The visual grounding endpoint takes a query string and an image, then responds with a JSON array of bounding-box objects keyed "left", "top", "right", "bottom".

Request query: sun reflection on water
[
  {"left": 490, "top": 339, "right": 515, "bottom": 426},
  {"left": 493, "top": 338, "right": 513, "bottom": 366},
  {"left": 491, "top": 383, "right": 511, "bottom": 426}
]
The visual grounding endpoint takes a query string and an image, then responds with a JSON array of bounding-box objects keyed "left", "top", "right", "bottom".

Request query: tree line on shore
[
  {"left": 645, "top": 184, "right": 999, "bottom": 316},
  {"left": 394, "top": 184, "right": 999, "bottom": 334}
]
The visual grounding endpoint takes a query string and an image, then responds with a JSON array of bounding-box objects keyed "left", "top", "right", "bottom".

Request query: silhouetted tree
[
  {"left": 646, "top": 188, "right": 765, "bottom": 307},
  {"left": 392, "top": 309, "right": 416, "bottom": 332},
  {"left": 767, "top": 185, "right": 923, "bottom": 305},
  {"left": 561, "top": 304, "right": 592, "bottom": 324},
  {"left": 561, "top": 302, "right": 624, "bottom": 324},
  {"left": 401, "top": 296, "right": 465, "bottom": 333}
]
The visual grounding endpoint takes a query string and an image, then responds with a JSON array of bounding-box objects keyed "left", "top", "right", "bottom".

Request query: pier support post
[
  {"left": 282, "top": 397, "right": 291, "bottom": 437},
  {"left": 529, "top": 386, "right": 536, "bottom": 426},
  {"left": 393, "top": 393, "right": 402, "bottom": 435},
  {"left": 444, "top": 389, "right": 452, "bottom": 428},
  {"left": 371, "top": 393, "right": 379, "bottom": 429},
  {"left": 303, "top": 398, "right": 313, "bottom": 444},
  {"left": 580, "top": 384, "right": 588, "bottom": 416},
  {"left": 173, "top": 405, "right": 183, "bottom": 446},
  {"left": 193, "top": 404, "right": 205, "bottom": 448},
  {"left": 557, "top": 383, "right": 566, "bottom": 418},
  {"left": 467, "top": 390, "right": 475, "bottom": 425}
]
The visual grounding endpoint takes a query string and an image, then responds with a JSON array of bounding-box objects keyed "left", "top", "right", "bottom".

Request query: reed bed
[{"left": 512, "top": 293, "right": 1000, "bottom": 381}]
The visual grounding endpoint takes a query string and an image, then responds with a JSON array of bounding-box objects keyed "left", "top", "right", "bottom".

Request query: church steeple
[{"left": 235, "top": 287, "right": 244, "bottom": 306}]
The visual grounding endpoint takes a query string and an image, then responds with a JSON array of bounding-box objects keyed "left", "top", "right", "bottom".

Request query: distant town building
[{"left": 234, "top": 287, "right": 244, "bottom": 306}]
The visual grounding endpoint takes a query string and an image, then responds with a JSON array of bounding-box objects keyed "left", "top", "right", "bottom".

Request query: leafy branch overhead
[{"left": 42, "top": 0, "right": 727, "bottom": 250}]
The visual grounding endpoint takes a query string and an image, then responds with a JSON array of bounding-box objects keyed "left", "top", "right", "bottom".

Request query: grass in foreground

================

■ **EXERCISE AIM**: The data given before this task must be transcribed exactly and in full.

■ **SOLUTION FOR THIS PROBLEM**:
The visual grounding endpoint takes a query string and an image, then responds with a JSON array of bounding-box objects keyed "left", "top", "right", "bottom".

Request query: sun reflection on water
[
  {"left": 490, "top": 339, "right": 515, "bottom": 426},
  {"left": 493, "top": 338, "right": 513, "bottom": 366},
  {"left": 491, "top": 383, "right": 511, "bottom": 426}
]
The visual grounding endpoint takes a query string and an image, then responds with a JSON array of bounding-box objects keyed "left", "top", "right", "bottom".

Request query: tree line on shore
[
  {"left": 645, "top": 184, "right": 999, "bottom": 316},
  {"left": 394, "top": 184, "right": 999, "bottom": 334}
]
The visual grounding endpoint takes a query string and an image, then responds with a JSON array of bounding-box objects keyed "left", "top", "right", "bottom".

Request query: silhouetted tree
[
  {"left": 646, "top": 188, "right": 765, "bottom": 307},
  {"left": 392, "top": 309, "right": 416, "bottom": 332},
  {"left": 767, "top": 185, "right": 923, "bottom": 305},
  {"left": 561, "top": 304, "right": 592, "bottom": 324},
  {"left": 561, "top": 302, "right": 624, "bottom": 324},
  {"left": 401, "top": 296, "right": 465, "bottom": 333}
]
The visual grounding endpoint takes a query string and an image, then responds with a JSON array of bounding-box objects keyed "left", "top", "right", "bottom".

Request query: pier support post
[
  {"left": 282, "top": 397, "right": 291, "bottom": 437},
  {"left": 529, "top": 386, "right": 536, "bottom": 426},
  {"left": 393, "top": 393, "right": 402, "bottom": 435},
  {"left": 444, "top": 389, "right": 452, "bottom": 428},
  {"left": 371, "top": 393, "right": 379, "bottom": 429},
  {"left": 303, "top": 398, "right": 313, "bottom": 444},
  {"left": 580, "top": 384, "right": 588, "bottom": 416},
  {"left": 173, "top": 405, "right": 183, "bottom": 446},
  {"left": 193, "top": 404, "right": 205, "bottom": 448},
  {"left": 557, "top": 383, "right": 566, "bottom": 418},
  {"left": 467, "top": 390, "right": 475, "bottom": 425}
]
The visual grounding endpoint takes a query string and an image, then responds with a JSON array of bounding-box objects keyed "left", "top", "right", "bottom".

Request query: reed bed
[{"left": 512, "top": 293, "right": 1000, "bottom": 381}]
The visual grounding endpoint takes a query string and an image, then responds with a JSON array of bounding-box objects keyed "left", "top", "right", "bottom".

Request query: church steeple
[{"left": 235, "top": 287, "right": 244, "bottom": 306}]
The visual grounding endpoint takes a query string and an image, then responds with a JSON array of bounding-box objects keyed "left", "top", "right", "bottom".

Request query: distant town building
[{"left": 234, "top": 287, "right": 244, "bottom": 306}]
The visual grounding endpoint takes a query string and an image, then responds with a JSON array of bounding-box objects keyed "left", "top", "right", "bottom".

Request query: leafy branch overhead
[{"left": 42, "top": 0, "right": 727, "bottom": 250}]
The visual grounding endpoint takes a query string and an image, then responds with a JSON array of bounding-box objects keyed "left", "top", "right", "bottom".

Request query: grass in foreground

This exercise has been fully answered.